— Start Given text —
Friday, August 28, 2015

20150625

The shift in labor in Greece to Croatia, Northern Africa, and the cheapest denominator has bankrupt pay as you go pensions is a function of the global economic shift where tomorrow’s currency was utilized to fund yesterday’s indulgence.  The water running into the sewer drains of American and the remainder of Western Europe’s streets mirror the sheen.  If the Euro zone allows Greece to default Spain, then Portugal, then Italy would likely teeter in a cascade of an un-held line with Germany as the pillar of continuity.  The lack of a German military and U.S. military outposts in the post WW2, post East / West Berlin era prompt advantage. 

Most of Europe’s growth is based on debt forgiveness and hyperinflation after WW2 to pay down debt with cheap currency.  Austerity does not work.  Greece citizens are facing as high as twenty three percent value added or sales tax.  That is not sustainable and spending will freeze.  It is bad economics to throw the Greek people off the boat.
— End Given text —
— Start Raw data —
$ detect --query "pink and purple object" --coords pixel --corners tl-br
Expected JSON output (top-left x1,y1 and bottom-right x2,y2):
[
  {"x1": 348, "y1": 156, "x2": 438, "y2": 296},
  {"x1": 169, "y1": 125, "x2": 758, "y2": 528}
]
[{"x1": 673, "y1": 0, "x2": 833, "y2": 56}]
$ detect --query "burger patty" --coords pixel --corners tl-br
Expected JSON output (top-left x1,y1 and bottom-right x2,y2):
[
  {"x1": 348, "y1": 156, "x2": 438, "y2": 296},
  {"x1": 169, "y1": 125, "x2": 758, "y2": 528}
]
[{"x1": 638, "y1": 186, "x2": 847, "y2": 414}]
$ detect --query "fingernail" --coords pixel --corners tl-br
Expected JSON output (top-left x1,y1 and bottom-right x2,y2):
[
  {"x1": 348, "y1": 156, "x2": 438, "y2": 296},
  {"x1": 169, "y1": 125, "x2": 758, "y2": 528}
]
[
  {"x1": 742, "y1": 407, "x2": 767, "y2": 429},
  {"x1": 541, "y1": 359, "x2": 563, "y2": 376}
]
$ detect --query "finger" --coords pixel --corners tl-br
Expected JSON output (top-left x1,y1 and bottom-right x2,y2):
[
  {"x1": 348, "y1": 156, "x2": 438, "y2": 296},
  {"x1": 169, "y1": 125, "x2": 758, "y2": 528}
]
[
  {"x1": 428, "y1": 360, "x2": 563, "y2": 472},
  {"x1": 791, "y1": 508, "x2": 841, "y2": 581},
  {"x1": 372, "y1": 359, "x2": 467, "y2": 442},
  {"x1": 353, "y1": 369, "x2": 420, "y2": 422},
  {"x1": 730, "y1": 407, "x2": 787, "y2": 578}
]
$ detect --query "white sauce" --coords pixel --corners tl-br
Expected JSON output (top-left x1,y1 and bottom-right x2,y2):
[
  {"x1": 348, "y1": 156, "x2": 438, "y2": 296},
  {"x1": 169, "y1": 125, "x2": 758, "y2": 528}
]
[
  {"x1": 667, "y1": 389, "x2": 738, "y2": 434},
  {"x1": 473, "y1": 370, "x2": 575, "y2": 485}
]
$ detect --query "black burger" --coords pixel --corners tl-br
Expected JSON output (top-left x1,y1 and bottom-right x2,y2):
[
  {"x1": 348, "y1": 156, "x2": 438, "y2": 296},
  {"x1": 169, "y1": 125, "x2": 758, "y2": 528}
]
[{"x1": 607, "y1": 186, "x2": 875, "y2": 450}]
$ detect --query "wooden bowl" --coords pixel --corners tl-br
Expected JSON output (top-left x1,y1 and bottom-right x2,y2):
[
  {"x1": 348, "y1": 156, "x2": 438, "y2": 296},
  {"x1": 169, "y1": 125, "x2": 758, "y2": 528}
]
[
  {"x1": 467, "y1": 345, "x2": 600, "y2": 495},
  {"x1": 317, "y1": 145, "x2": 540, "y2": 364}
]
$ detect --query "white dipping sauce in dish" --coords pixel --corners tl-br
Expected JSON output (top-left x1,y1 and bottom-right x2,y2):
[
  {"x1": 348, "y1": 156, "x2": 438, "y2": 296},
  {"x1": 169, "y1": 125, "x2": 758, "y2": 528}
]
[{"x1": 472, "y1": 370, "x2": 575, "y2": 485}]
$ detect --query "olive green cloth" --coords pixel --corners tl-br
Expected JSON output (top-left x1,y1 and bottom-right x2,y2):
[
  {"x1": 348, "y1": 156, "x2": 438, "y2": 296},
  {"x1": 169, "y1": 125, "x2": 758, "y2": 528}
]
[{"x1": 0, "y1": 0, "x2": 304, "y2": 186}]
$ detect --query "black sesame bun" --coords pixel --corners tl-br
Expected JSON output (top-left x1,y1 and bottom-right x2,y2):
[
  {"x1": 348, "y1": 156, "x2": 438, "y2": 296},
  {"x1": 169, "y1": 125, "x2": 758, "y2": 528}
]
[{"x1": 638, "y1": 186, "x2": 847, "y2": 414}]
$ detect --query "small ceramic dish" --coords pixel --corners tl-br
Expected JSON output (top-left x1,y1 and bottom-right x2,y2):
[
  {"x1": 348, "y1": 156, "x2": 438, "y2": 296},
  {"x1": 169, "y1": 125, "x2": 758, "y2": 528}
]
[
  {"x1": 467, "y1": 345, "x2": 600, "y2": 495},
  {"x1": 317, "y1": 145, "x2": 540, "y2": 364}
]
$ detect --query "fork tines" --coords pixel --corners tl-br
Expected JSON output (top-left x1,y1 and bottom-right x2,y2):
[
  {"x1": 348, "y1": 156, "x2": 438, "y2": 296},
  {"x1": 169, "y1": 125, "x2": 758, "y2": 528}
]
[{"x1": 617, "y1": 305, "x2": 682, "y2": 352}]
— End Raw data —
* _Tasks to perform_
- A) In the post about Greece, what rate of value added or sales tax are Greek citizens facing?
- B) Write out the passage of the post about Greece from "Friday, August 28, 2015" up to and including "era prompt advantage.".

* _Results for the exercise_
- A) As high as twenty three percent.

- B)
Friday, August 28, 2015

20150625

The shift in labor in Greece to Croatia, Northern Africa, and the cheapest denominator has bankrupt pay as you go pensions is a function of the global economic shift where tomorrow’s currency was utilized to fund yesterday’s indulgence.  The water running into the sewer drains of American and the remainder of Western Europe’s streets mirror the sheen.  If the Euro zone allows Greece to default Spain, then Portugal, then Italy would likely teeter in a cascade of an un-held line with Germany as the pillar of continuity.  The lack of a German military and U.S. military outposts in the post WW2, post East / West Berlin era prompt advantage.